[GIVEN INSTRUCTION]: Reproduce the listing below word for word, from its first line through the line that contains "[[141, 98]]".

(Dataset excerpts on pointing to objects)
╔══

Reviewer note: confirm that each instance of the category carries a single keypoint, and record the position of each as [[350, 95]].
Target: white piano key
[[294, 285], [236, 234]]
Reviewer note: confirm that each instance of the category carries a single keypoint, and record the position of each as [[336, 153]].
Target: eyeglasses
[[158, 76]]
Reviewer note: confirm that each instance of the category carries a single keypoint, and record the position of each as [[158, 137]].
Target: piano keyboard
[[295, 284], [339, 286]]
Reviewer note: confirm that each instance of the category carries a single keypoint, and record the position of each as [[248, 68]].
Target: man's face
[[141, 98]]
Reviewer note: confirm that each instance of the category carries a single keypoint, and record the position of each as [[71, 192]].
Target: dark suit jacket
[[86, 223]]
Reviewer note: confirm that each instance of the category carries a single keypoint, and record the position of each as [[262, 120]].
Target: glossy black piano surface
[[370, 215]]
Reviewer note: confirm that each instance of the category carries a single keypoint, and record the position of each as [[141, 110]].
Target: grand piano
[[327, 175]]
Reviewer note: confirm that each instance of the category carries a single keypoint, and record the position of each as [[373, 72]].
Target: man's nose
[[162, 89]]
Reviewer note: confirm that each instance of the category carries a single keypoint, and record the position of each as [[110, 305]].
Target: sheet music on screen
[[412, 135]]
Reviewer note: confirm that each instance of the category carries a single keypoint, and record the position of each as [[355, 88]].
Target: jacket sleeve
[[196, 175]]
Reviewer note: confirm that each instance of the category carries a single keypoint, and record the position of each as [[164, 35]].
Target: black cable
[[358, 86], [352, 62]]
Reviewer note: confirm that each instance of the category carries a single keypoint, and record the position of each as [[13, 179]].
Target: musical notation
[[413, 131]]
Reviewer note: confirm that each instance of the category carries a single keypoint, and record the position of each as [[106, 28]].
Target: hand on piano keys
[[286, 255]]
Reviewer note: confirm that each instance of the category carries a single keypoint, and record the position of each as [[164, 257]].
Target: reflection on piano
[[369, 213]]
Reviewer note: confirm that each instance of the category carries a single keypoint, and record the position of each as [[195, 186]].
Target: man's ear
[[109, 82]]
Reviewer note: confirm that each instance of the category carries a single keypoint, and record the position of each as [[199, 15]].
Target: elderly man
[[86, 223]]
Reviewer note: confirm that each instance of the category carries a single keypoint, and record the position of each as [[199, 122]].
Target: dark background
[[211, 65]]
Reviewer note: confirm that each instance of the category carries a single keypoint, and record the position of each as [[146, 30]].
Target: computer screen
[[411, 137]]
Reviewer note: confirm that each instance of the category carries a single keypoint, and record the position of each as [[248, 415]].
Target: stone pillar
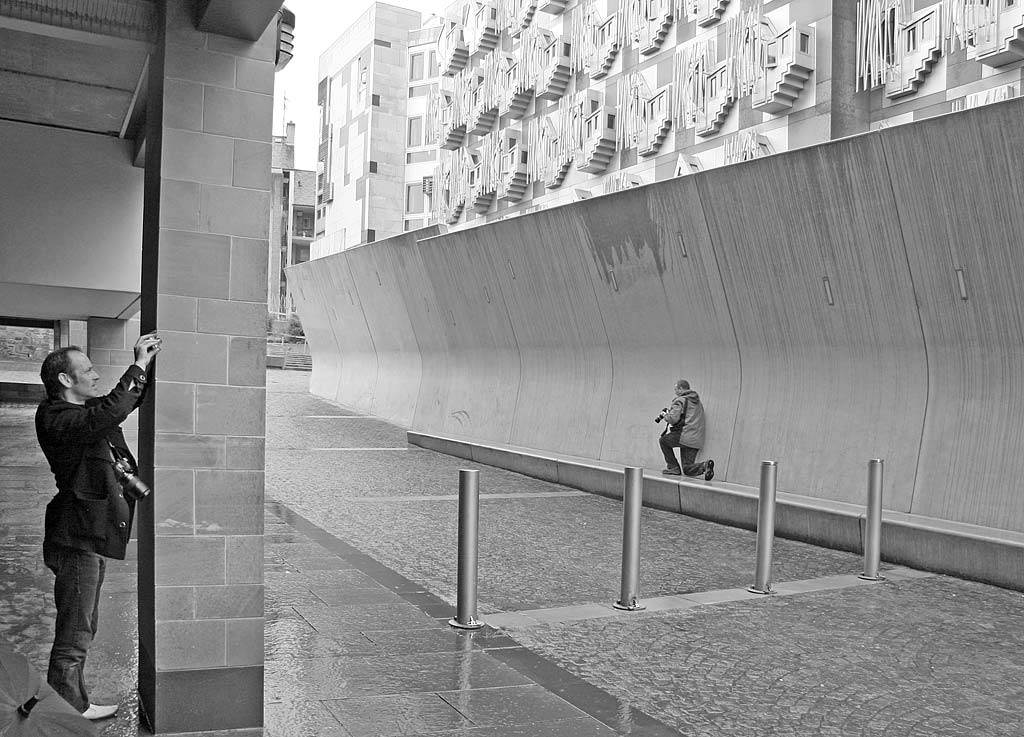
[[208, 145]]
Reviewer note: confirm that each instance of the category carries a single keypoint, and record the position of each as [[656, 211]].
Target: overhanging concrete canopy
[[239, 18], [50, 303]]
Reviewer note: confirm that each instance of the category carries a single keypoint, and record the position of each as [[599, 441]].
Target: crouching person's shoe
[[97, 711]]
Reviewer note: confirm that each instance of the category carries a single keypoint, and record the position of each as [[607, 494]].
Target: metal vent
[[134, 19]]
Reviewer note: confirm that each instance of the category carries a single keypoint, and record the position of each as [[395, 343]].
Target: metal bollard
[[469, 508], [632, 506], [872, 531], [766, 528]]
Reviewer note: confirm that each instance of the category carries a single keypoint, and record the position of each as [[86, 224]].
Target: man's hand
[[146, 348]]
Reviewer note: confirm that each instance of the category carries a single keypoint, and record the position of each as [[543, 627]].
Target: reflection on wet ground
[[359, 574], [353, 648]]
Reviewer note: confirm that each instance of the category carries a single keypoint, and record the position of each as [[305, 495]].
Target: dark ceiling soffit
[[127, 19], [26, 322], [245, 19]]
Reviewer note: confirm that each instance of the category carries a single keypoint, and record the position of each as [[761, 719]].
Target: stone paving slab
[[915, 654]]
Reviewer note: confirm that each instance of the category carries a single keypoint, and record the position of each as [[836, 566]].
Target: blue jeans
[[76, 592], [669, 443]]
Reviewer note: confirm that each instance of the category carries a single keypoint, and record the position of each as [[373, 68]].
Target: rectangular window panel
[[415, 131], [416, 68], [414, 198], [420, 157]]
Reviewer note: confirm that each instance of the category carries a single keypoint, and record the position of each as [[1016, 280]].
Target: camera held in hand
[[134, 487]]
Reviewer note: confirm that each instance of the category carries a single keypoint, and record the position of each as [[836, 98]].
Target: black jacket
[[89, 511]]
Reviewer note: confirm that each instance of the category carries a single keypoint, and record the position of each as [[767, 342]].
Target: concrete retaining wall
[[564, 331]]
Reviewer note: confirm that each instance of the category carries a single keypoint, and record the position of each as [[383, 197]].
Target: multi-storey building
[[421, 143], [546, 101], [292, 213], [363, 94]]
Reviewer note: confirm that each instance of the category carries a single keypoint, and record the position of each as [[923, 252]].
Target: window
[[414, 198], [415, 131], [416, 68], [420, 157]]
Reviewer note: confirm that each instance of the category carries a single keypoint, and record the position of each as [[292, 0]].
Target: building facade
[[547, 101], [363, 93], [292, 219]]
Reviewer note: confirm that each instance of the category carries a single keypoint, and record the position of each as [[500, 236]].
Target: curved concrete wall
[[565, 330]]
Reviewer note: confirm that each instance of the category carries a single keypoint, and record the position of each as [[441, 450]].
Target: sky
[[317, 25]]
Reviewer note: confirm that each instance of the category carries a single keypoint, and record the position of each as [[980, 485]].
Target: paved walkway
[[360, 578]]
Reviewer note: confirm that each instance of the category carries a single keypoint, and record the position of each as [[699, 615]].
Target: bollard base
[[471, 624], [634, 606]]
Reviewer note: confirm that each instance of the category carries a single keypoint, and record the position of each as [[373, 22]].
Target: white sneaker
[[96, 711]]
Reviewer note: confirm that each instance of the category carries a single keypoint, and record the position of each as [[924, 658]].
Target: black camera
[[134, 487]]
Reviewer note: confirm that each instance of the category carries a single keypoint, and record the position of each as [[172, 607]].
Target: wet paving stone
[[301, 719], [401, 714], [513, 705], [347, 678]]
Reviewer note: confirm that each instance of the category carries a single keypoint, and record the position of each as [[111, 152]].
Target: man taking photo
[[90, 517]]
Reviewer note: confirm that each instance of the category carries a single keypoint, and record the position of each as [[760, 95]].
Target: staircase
[[556, 78], [514, 182], [453, 136], [598, 148], [788, 84], [558, 175], [657, 130], [552, 6], [1005, 48], [482, 200], [654, 34], [714, 117], [710, 11], [453, 50], [517, 102], [524, 15], [483, 120], [606, 57], [298, 361], [909, 84]]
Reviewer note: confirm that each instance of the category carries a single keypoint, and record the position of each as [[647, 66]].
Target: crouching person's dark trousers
[[669, 442], [76, 592]]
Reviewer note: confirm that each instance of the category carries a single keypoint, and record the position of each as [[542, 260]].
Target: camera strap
[[116, 454]]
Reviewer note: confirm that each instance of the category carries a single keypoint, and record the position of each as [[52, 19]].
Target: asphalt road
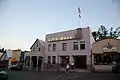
[[29, 75]]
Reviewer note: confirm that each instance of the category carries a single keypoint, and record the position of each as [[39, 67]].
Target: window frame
[[75, 46], [64, 46], [54, 47]]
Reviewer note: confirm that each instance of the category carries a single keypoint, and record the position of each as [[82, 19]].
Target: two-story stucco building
[[69, 46]]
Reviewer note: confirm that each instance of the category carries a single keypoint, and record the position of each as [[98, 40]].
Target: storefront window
[[104, 59]]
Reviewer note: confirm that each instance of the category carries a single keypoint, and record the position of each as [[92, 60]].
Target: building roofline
[[65, 31], [34, 43], [104, 39]]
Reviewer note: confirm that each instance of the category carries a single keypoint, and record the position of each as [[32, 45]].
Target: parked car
[[116, 65], [3, 73]]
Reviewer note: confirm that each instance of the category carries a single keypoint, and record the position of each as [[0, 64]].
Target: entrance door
[[64, 61], [80, 62]]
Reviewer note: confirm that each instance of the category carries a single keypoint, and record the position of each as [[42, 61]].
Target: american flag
[[79, 12]]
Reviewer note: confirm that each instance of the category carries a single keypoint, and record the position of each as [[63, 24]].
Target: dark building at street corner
[[104, 52]]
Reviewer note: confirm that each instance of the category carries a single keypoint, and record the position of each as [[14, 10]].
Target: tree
[[103, 33]]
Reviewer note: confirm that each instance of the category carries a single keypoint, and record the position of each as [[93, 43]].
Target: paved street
[[27, 75]]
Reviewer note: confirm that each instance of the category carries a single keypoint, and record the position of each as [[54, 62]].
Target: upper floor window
[[64, 45], [49, 46], [82, 45], [54, 47], [49, 59], [54, 59], [75, 46], [33, 49], [37, 44], [39, 49]]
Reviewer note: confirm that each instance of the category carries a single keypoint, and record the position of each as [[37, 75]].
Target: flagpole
[[79, 16]]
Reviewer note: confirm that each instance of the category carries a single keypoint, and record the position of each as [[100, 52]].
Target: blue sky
[[22, 21]]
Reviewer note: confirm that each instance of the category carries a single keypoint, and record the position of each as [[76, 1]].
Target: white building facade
[[69, 46]]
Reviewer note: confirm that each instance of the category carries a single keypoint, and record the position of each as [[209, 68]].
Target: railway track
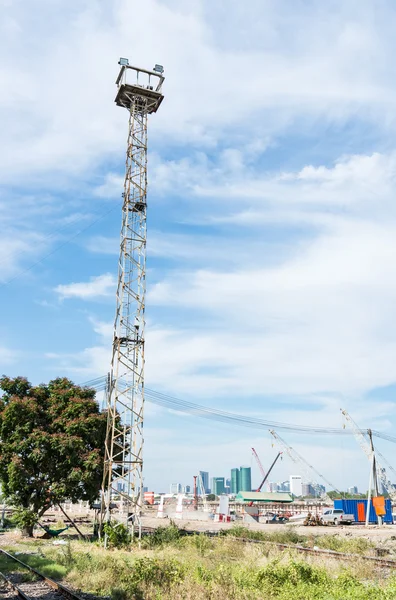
[[381, 562], [42, 587]]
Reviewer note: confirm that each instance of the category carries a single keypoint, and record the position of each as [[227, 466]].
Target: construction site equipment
[[306, 469], [359, 509], [139, 91], [378, 472], [265, 475]]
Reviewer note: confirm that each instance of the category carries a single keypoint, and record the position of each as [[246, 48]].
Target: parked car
[[336, 516]]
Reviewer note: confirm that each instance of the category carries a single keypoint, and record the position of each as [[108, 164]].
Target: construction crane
[[304, 466], [368, 448], [203, 492], [263, 473]]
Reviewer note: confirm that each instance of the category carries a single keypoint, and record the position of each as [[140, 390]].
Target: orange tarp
[[379, 505]]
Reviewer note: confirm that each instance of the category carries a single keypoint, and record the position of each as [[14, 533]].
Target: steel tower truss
[[123, 471]]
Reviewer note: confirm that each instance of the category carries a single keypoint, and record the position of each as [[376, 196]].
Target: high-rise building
[[245, 479], [218, 486], [283, 486], [235, 488], [175, 488], [296, 485], [307, 489], [205, 481]]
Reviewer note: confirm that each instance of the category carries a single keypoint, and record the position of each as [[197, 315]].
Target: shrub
[[118, 535], [162, 536]]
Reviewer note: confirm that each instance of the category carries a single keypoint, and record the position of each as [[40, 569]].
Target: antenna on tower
[[139, 91]]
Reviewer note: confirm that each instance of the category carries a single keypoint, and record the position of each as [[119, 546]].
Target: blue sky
[[272, 221]]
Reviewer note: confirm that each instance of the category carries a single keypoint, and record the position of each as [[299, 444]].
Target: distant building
[[241, 480], [245, 479], [205, 481], [308, 489], [296, 485], [175, 488], [235, 488], [284, 486], [218, 486]]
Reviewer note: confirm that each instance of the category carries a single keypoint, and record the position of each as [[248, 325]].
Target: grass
[[170, 565], [289, 536]]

╚══

[RESPONSE BELOW]:
Reviewer note: confirm that each instance of the category carries a single keypoint, and record the position of each as [[350, 95]].
Target: white piano key
[[294, 285], [236, 234]]
Reviewer note: confirm that each instance of the category carries a single keypoint, and record the position of each as [[336, 153]].
Target: eyeglasses
[[158, 76]]
Reviewer note: confirm that each instance of the category carries a single keypoint, and record the position of each as [[158, 137]].
Target: piano keyboard
[[295, 284], [339, 286]]
Reviewer note: confirm that each instance of the category carries a single keypoint, and record the position of each as [[248, 68]].
Target: man's face
[[141, 98]]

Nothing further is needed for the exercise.